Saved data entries
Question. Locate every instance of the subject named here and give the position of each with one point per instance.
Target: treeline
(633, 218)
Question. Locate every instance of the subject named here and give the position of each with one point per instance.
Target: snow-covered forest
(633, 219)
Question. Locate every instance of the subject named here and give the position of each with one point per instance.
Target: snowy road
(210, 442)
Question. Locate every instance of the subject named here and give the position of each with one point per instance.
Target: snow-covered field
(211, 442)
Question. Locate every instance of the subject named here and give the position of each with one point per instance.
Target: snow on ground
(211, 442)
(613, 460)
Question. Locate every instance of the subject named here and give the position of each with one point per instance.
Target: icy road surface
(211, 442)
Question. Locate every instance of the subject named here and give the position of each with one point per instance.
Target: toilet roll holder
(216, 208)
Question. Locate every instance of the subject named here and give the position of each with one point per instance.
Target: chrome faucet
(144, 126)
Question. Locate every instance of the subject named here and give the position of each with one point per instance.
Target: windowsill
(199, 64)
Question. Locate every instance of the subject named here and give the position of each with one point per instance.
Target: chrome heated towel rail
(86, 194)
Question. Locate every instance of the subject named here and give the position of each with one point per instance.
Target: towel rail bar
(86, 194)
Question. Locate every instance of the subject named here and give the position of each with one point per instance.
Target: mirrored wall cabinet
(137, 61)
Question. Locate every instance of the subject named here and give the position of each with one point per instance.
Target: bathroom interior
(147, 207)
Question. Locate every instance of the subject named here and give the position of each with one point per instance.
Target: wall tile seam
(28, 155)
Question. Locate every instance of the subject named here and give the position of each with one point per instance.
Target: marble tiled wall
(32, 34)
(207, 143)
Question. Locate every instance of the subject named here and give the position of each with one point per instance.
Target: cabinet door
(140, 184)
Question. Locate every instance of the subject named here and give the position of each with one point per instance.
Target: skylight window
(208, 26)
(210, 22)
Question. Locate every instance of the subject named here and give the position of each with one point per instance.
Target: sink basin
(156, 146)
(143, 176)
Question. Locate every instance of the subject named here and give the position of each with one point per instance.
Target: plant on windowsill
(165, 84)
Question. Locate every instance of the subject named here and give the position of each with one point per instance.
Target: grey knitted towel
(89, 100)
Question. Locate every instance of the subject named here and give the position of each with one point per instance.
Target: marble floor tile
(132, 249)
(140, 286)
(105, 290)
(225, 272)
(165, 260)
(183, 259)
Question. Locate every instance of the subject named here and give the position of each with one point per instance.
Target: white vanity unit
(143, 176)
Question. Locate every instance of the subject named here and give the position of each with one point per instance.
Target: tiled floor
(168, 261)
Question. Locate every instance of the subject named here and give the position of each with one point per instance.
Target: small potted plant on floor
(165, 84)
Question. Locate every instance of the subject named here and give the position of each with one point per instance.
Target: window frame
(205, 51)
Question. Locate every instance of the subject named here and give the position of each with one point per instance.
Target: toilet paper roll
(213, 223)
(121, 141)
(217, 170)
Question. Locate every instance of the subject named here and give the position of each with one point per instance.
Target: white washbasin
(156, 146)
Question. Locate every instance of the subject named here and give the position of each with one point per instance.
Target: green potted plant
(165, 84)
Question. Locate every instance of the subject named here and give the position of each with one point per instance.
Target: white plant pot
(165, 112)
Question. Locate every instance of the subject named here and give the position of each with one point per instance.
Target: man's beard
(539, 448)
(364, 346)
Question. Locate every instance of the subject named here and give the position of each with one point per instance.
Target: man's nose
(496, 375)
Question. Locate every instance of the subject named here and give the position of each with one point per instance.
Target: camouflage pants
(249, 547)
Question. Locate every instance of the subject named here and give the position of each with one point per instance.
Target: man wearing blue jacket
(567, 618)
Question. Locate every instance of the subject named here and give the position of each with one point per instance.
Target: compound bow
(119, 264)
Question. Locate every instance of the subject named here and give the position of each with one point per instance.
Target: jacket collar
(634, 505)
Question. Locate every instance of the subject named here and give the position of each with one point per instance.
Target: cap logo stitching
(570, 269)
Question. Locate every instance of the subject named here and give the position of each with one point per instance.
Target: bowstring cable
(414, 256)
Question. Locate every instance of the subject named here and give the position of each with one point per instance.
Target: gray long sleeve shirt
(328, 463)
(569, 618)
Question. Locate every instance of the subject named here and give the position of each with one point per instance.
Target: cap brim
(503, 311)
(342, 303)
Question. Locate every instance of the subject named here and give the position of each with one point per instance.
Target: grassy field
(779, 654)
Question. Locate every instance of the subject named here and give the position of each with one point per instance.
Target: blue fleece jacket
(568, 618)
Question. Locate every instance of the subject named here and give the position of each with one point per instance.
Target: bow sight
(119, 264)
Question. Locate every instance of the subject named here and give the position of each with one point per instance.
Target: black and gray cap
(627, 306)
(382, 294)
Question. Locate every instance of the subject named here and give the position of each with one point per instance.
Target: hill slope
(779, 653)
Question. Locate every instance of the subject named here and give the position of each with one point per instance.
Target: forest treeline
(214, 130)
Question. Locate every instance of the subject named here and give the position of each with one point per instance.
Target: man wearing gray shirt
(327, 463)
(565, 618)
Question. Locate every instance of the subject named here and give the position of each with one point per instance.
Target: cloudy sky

__Written exercise__
Restate the whole of the material exactly.

__Correct response__
Question. Locate every instance of the subject named here and give the position of each with one point per instance.
Target: treeline
(633, 218)
Question. Locate every instance of the subject named here and give the position of each with one point per instance.
Target: snow-covered forest
(633, 219)
Question. Locate every instance of the subject named here and give the position of each with one point per instance.
Target: snowy road
(210, 442)
Question. Locate every instance of the subject named here and give the position of each with one point per instance.
Target: snow-covered field
(211, 442)
Question. Locate every instance of the subject named here and give the position of each with one point per instance.
Target: snow on ground
(211, 442)
(613, 460)
Question. Locate every instance of the subject named here and give the position of each with one point per instance.
Target: icy road surface
(211, 442)
Question. Locate every instance of the subject named here and give the position of each with one point per instance.
Target: toilet roll holder
(216, 208)
Question. Locate every instance of the subject named here and give the position of each with one point per instance.
Target: chrome faucet
(144, 126)
Question. Locate every instance of the subject named here and give the position of each with one point per instance.
Target: windowsill
(199, 64)
Question. Locate every instance of the subject named here and give the position of each with one point per instance.
Target: chrome heated towel rail
(86, 194)
Question. Locate every instance of the subject named here and give the position of each with one point per instance.
Target: towel rail bar
(86, 194)
Question. Locate every instance of the subject named here and give the position of each with one point per instance.
Target: mirrored wall cabinet
(137, 61)
Question. Locate every instance of the subject named here and give the position of each with one point per instance.
Target: bathroom interior
(147, 207)
Question. Locate every instance of the subject named here and give the position of each with one point per instance.
Target: wall tile seam
(28, 155)
Question. Locate every instance of the subject named here and give the position of each with one point per instance.
Target: marble tiled wall
(32, 34)
(207, 143)
Question. Locate every instance of the subject named here and give the position of each with one point per instance.
Target: cabinet door
(140, 184)
Question. Locate every instance of the subject named here and give the position of each with one point per instance.
Target: skylight window
(208, 26)
(210, 22)
Question. Locate every instance of the subject named here and give the position of each with one point per instance.
Target: sink basin
(156, 146)
(143, 176)
Question. Locate every instance of the subject named here and give the position of each with one point per instance.
Target: plant on windowsill
(165, 84)
Question. Locate every instance of the subject named here and give the position of each with one point per instance.
Target: grey knitted towel
(89, 100)
Question. Locate every instance of the subject named here and give the position of each with one point per instance.
Target: marble floor tile
(132, 249)
(140, 286)
(105, 290)
(225, 272)
(165, 260)
(183, 259)
Question. Locate every instance of the subject named here and give the position of each with one point per instance.
Target: white vanity unit
(143, 176)
Question. Locate every instance of the subject named here and give the position of each with one point per instance.
Target: tiled floor
(168, 261)
Question. Locate every instance of the subject named here and give the position of each with one point per instance.
Target: small potted plant on floor
(165, 84)
Question. Locate every instance of the subject named here and give the position of each with one point per instance.
Target: window frame
(205, 51)
Question. Locate every instance of the subject named here and give the position of each with one point per instance.
Target: toilet paper roll
(213, 223)
(121, 141)
(217, 170)
Question. Locate every instance of the subject named here and give the position of each with one point per instance.
Target: white washbasin
(156, 146)
Question. Locate every instance of the subject named here and give the position of each with one point per instance.
Target: green potted plant
(165, 84)
Question. Locate every instance of the subject named here and give the position of each with one point per instance.
Target: white plant pot
(165, 112)
Question. Locate every instance of the subject named here and give the position of each with one point per instance.
Target: man's beard
(539, 448)
(364, 346)
Question. Locate every instance of the subject named here and give the position of each with one point per instance.
Target: man's nose
(496, 375)
Question. Locate every instance of the subject named here and give the position of each with one point per instance.
Target: camouflage pants
(249, 547)
Question. Locate every instance of the subject named here and give the position of each with one point per instance.
Target: man wearing blue jacket
(567, 618)
Question. Locate every instance of the subject named here and give the position of each with one point per instance.
Target: compound bow
(119, 264)
Question. Locate every instance of the subject named here and give the position of each with one point per instance.
Target: jacket collar
(634, 505)
Question. Locate every instance of the subject named here and give the position of each with one point per instance.
Target: cap logo stitching
(570, 269)
Question. Locate every instance of the subject named here and give the position of each with one point per instance.
Target: bowstring cable
(414, 256)
Question. Locate every instance of the subject named here and give the position of each with one point per instance.
Target: gray long sleeve shirt
(328, 463)
(569, 618)
Question. Locate every instance of the subject named here and give the position of each with one point per instance.
Target: cap brim
(503, 311)
(342, 303)
Question. Locate every instance of the subject named here and give the position of each with one point per instance.
Target: grassy field
(779, 654)
Question. Locate every instance of the subject named here and give the position of each with one point per instance.
Target: blue fleece jacket
(568, 618)
Question. Locate every instance of the subject named here and give the position of each with one point per instance.
Target: bow sight
(119, 264)
Question. Locate every instance of the subject named here and give the position of each with one point per instance.
Target: black and gray cap
(627, 306)
(382, 294)
Question. Locate every instance of the subject named here and give the position of each with one point per instance.
Target: hill slope
(779, 653)
Question. Locate every instance of the subject named here and give the position of each with one point per instance.
Target: forest treeline
(214, 130)
Question. Locate every instance of the subject named here and give the position of each with one point per instance.
Target: man wearing gray shirt
(327, 463)
(565, 618)
Question. Locate every instance of the subject named here and give the position of each with one point per instance.
Target: cloudy sky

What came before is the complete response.